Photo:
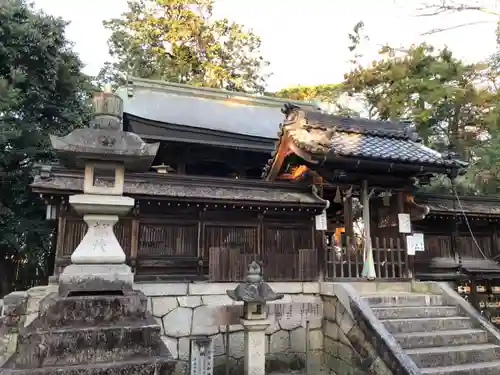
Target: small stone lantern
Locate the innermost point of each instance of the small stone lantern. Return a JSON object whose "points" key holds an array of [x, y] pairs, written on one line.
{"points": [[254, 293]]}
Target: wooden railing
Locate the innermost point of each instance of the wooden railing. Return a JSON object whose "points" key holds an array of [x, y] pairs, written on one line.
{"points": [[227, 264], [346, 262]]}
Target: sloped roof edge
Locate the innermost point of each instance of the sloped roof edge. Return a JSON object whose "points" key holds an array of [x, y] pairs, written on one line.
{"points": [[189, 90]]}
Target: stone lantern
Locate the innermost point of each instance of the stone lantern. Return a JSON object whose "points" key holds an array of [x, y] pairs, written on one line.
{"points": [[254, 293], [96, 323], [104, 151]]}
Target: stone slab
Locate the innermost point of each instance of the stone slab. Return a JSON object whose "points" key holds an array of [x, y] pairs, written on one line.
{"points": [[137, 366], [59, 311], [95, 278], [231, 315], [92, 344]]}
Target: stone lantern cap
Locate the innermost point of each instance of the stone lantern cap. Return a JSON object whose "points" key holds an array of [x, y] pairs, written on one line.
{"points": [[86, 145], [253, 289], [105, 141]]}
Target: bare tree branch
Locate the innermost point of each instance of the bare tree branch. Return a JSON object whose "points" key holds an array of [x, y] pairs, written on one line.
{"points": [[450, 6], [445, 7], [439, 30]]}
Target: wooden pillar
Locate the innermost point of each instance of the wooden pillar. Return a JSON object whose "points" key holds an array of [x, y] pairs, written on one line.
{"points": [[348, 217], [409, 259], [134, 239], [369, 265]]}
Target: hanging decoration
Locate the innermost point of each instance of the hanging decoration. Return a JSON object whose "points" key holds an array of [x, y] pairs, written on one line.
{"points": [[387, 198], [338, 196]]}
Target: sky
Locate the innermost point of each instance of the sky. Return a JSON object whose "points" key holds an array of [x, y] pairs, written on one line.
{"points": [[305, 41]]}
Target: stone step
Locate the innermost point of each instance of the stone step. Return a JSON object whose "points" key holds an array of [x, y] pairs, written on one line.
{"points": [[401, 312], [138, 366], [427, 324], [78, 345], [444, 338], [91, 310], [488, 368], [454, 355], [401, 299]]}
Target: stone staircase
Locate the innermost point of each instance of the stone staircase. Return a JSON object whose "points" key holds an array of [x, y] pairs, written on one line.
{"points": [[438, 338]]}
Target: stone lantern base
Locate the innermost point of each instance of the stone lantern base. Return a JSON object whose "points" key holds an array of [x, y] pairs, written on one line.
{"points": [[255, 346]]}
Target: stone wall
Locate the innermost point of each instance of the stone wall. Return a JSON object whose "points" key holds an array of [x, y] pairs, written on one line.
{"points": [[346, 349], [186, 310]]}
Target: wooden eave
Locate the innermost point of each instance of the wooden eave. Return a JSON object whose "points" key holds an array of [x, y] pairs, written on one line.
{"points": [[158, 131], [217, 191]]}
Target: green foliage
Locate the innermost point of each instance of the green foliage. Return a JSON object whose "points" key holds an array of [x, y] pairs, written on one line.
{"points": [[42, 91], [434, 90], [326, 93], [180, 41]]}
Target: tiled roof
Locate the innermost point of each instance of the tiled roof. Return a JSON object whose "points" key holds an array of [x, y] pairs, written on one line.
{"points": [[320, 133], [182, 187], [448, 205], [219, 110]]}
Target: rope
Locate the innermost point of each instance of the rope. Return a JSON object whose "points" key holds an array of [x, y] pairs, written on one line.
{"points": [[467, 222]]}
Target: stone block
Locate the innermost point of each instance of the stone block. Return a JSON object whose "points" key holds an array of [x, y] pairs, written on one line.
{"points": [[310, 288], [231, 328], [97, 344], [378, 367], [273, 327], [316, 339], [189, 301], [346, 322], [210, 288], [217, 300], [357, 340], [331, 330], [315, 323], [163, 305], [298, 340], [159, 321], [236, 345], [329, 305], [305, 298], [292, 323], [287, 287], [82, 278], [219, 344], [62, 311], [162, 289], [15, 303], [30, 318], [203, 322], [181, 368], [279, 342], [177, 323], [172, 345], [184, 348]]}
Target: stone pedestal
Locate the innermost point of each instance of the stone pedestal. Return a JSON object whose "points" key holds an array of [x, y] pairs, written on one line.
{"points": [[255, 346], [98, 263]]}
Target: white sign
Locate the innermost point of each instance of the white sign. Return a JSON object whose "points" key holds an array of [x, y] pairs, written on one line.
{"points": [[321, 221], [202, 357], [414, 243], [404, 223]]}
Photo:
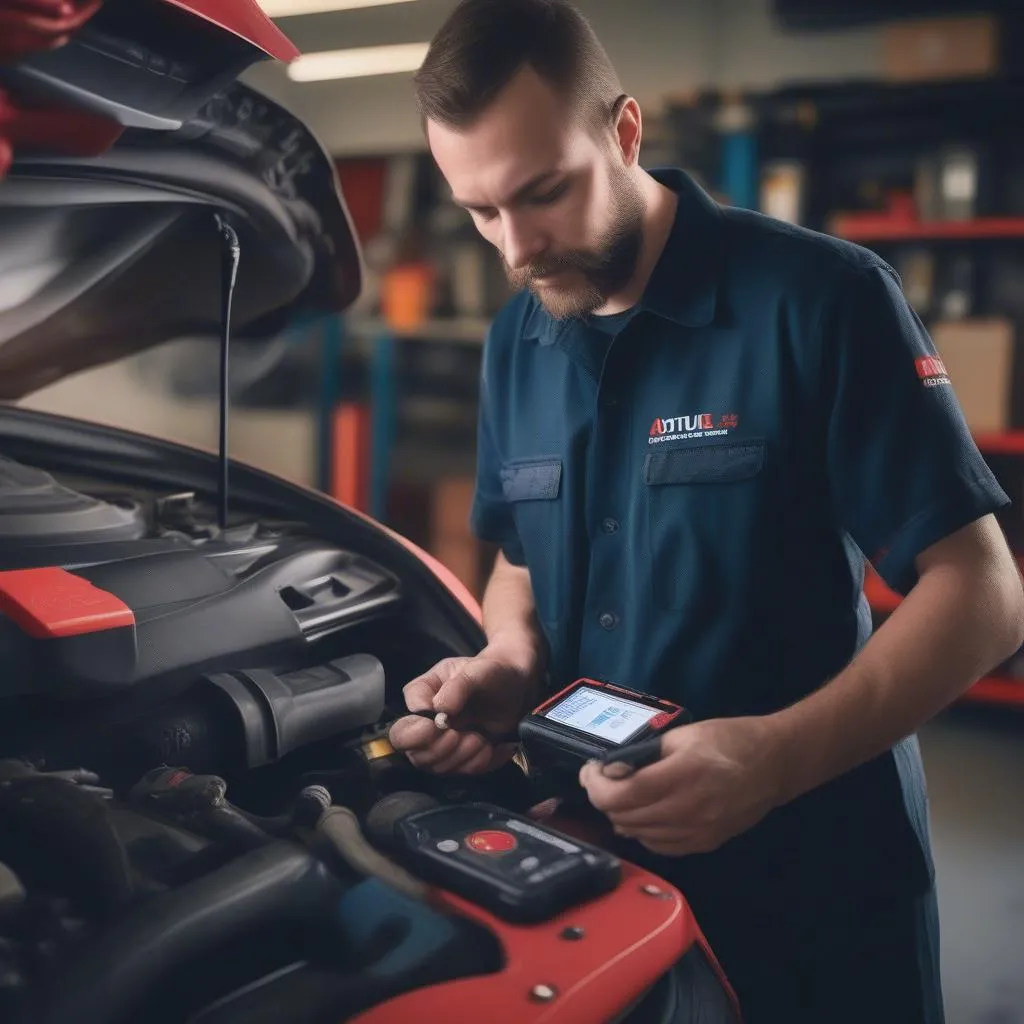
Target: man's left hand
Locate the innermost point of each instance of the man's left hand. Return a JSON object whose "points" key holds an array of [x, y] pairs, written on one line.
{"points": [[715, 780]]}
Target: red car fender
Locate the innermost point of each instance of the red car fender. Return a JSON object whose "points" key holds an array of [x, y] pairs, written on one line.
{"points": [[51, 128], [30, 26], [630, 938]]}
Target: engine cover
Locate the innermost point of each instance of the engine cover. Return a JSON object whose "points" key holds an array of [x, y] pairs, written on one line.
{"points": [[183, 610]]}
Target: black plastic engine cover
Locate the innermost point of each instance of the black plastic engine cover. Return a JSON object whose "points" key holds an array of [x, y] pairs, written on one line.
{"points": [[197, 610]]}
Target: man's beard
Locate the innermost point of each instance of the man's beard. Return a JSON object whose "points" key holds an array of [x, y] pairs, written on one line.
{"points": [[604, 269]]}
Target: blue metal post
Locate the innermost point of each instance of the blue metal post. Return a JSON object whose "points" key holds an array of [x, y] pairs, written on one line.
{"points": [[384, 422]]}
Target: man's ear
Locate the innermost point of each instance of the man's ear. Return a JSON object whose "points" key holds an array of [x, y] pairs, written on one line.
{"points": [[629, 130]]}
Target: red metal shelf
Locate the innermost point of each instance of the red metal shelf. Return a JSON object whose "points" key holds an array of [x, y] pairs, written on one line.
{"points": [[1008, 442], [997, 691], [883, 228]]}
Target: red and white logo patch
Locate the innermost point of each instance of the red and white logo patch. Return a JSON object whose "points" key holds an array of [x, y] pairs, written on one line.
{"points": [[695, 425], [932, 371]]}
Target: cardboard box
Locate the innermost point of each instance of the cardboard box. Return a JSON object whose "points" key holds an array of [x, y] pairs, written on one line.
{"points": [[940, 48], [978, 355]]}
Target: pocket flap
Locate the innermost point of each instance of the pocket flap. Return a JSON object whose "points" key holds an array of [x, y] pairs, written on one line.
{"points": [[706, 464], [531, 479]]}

# # # # #

What the task requires: From the entries above, restate word for word the lines from the line containing "Target: blue metal post" to the line containing "Target: man's ear", both ends included, and nothing more.

Solution below:
Target: blue metal post
Locate the innermost point of each instance of the blue metal post. Return a JSON object whose "points" key holds an array of [x, y] pairs, written on one line.
{"points": [[384, 422]]}
Target: man's ear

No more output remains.